• [What to work on]
Locate each line in the rows below that contains the word "water", and copy those lines out.

• [Exercise input]
****************

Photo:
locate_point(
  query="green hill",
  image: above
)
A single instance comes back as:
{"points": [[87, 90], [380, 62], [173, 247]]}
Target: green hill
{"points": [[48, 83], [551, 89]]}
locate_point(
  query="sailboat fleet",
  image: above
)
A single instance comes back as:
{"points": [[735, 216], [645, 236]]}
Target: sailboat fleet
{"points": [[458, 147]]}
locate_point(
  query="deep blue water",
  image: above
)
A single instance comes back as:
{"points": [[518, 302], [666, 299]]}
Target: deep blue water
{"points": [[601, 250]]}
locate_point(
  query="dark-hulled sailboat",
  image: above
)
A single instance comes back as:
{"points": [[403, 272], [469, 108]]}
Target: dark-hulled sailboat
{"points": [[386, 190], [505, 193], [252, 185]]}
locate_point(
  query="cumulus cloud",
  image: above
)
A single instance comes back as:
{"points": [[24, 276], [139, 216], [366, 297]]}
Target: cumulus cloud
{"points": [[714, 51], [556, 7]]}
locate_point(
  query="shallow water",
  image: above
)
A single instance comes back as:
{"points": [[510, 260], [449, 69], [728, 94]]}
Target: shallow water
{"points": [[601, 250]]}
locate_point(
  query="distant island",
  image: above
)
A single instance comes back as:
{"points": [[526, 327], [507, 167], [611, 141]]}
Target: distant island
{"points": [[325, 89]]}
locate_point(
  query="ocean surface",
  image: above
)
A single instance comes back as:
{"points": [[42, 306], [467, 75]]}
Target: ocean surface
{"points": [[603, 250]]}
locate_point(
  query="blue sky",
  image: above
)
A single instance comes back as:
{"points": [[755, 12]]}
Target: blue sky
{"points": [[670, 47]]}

****************

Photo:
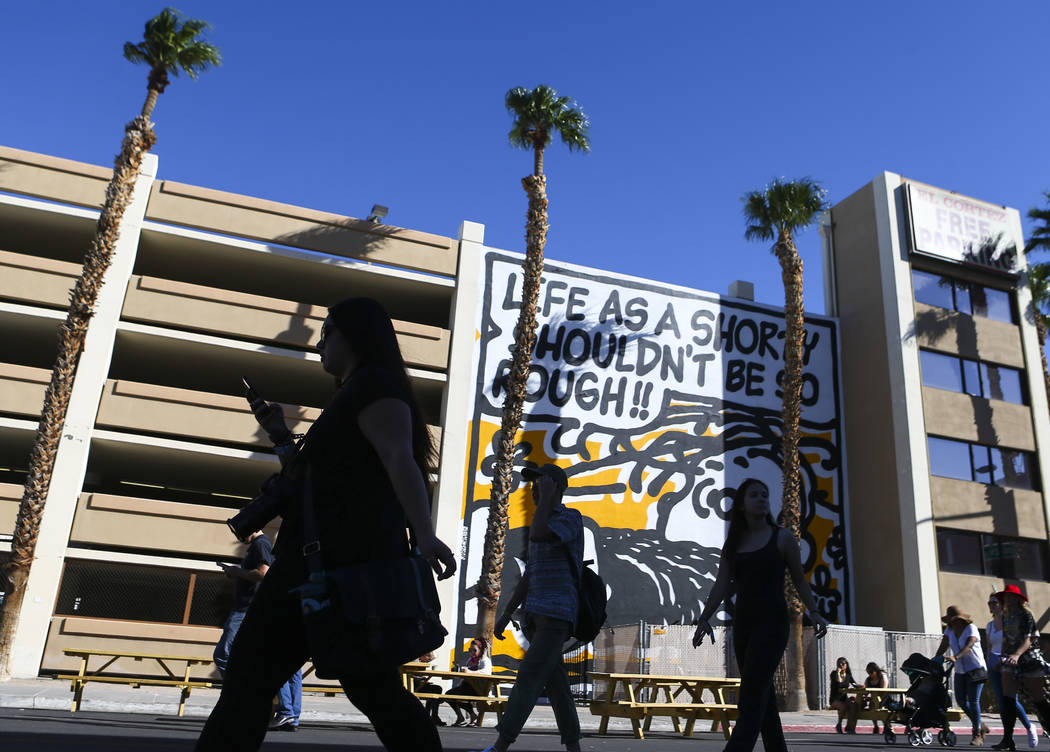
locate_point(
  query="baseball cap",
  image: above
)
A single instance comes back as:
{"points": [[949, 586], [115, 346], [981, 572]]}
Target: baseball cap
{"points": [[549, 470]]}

****************

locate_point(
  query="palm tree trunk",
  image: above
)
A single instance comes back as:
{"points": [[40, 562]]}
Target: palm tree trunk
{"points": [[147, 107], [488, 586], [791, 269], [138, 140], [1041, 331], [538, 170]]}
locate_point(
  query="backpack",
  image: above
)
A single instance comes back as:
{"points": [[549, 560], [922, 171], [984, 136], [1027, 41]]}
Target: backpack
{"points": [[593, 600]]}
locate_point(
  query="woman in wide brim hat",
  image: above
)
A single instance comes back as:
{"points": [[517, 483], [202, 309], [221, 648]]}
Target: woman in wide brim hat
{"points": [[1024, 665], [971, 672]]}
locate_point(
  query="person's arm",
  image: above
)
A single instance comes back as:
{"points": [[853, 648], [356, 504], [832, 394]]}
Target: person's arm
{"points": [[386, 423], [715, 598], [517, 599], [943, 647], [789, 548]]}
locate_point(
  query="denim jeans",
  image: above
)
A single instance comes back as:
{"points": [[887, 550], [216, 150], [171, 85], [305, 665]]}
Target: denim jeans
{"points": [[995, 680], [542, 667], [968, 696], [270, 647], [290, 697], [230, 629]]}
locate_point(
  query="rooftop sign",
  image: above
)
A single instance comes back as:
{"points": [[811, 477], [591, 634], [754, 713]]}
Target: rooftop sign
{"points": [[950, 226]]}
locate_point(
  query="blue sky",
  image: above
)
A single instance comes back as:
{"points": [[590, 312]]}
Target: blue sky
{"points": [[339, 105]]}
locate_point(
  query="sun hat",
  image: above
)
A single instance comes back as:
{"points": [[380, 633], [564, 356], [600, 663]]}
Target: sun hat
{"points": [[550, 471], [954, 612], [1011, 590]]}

****************

• [Solution to the exercise]
  query="deep blue water",
Target: deep blue water
  query="shallow water",
Target: shallow water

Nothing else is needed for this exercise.